----- Material provided -----
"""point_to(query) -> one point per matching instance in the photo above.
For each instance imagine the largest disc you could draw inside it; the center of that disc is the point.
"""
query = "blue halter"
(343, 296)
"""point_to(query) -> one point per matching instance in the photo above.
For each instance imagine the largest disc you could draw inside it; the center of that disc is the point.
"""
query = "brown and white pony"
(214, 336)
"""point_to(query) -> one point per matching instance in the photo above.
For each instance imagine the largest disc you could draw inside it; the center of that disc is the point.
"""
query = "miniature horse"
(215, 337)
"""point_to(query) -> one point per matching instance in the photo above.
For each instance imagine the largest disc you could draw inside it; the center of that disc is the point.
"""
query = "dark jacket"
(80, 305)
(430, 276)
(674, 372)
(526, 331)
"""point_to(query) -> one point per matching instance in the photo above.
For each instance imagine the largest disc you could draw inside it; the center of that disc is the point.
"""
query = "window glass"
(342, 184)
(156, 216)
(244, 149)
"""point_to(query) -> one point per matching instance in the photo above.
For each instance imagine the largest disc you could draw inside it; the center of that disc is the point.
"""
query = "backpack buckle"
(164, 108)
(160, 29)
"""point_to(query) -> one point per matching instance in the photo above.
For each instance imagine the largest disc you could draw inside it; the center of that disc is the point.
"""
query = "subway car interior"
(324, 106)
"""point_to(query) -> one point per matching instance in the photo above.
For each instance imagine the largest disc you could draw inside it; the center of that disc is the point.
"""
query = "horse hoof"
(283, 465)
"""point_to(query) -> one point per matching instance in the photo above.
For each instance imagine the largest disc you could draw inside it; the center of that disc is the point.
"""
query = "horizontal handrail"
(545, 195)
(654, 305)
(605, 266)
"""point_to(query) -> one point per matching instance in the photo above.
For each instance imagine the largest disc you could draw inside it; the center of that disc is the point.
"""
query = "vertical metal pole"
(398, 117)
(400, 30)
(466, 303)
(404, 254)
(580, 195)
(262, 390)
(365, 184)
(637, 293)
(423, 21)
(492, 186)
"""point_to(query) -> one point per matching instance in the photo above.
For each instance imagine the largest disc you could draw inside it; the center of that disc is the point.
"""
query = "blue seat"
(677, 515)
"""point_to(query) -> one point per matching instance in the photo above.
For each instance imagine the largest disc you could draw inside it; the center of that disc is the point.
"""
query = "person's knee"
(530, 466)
-----
----- Material provided -----
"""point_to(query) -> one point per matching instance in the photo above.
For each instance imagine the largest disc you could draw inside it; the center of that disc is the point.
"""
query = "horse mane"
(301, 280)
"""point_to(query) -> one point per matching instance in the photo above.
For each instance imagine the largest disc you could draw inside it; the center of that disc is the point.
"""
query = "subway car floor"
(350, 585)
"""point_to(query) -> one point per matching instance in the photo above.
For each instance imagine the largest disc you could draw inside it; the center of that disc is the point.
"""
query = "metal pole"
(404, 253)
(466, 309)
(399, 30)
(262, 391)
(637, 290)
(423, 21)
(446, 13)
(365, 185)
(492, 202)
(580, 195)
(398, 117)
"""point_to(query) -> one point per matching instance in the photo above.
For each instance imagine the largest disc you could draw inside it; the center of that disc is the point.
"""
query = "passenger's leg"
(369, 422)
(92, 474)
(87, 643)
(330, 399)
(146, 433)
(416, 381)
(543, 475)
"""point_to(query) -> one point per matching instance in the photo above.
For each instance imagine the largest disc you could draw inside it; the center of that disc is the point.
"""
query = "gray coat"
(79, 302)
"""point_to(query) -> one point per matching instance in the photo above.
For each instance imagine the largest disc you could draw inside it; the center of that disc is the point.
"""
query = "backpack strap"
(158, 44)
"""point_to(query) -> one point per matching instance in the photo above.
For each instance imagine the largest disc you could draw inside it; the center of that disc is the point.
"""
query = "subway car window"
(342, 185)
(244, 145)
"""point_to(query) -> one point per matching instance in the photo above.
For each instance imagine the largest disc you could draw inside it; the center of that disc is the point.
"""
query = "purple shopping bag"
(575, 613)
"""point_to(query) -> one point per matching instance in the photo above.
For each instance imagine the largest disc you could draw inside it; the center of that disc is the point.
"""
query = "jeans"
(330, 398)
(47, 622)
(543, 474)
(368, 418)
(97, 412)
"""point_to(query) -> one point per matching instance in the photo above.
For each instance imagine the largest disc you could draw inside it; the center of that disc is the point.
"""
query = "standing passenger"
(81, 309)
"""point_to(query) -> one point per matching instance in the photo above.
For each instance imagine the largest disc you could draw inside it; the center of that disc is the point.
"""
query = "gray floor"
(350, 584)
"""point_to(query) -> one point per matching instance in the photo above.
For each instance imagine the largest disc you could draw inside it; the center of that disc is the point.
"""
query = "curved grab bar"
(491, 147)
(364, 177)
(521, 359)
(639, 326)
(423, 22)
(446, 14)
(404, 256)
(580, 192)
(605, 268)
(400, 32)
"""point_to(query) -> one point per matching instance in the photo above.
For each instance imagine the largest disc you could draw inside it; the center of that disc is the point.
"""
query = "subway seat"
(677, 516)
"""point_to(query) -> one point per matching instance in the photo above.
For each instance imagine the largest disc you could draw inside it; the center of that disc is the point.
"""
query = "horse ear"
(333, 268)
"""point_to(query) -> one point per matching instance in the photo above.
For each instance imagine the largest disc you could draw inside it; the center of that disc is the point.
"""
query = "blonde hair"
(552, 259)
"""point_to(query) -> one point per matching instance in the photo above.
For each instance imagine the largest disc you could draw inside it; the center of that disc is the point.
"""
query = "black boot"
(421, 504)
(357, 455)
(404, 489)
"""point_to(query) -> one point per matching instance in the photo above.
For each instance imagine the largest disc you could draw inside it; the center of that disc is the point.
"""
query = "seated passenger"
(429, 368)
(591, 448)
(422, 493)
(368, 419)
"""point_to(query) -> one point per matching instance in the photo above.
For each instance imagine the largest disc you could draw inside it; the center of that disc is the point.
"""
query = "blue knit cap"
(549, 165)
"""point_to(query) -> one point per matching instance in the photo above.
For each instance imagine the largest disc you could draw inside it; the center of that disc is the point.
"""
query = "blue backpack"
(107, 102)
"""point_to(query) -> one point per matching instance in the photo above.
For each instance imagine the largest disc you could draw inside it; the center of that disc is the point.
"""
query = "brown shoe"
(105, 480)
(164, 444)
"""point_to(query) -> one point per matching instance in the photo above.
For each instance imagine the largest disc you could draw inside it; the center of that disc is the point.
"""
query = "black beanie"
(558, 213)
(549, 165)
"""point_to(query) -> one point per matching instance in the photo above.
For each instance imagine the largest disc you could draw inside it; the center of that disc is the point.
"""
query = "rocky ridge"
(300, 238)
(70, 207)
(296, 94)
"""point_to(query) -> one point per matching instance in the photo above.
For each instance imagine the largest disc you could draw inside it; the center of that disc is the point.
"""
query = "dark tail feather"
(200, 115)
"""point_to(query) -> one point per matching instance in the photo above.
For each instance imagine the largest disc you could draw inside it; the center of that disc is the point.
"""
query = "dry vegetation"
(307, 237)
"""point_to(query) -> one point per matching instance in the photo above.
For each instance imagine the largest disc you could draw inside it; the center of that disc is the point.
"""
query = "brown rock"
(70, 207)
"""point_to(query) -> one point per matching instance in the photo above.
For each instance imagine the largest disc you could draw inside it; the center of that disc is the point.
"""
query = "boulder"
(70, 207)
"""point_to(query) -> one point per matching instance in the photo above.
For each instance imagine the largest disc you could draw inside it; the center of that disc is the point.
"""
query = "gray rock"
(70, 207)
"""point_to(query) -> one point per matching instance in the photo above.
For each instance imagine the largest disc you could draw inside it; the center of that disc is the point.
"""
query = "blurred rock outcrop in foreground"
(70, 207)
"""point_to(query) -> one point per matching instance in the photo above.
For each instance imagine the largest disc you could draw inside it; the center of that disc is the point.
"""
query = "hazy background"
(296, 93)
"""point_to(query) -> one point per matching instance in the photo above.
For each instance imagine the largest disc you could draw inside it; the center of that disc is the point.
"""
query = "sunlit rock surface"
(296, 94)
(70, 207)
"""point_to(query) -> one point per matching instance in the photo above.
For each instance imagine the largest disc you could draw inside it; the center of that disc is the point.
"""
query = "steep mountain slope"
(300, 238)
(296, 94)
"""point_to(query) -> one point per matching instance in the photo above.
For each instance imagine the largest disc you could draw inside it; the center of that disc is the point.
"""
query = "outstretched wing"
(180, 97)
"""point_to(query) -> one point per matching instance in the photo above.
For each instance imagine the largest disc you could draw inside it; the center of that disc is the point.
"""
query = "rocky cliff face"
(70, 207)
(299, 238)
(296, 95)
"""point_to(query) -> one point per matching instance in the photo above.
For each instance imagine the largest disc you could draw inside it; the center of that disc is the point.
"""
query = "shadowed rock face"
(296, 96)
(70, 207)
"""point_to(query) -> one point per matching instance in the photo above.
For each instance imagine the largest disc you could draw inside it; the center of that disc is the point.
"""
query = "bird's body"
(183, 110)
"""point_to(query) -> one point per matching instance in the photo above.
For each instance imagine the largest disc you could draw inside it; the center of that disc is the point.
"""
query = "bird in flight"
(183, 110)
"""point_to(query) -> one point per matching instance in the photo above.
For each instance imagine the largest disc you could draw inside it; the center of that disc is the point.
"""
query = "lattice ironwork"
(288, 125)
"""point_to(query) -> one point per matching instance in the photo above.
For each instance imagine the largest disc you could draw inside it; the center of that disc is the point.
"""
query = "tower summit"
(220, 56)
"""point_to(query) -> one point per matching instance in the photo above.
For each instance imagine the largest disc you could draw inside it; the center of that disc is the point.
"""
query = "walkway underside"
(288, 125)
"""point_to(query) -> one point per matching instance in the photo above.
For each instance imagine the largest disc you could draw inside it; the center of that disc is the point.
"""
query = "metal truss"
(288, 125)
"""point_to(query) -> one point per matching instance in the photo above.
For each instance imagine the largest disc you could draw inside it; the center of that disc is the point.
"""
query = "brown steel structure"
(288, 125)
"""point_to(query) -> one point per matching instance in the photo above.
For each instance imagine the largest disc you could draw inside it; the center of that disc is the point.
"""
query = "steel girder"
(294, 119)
-----
* Work required: Count the lines in the records that contain the string "black". Reply with the number only.

* Response below: 2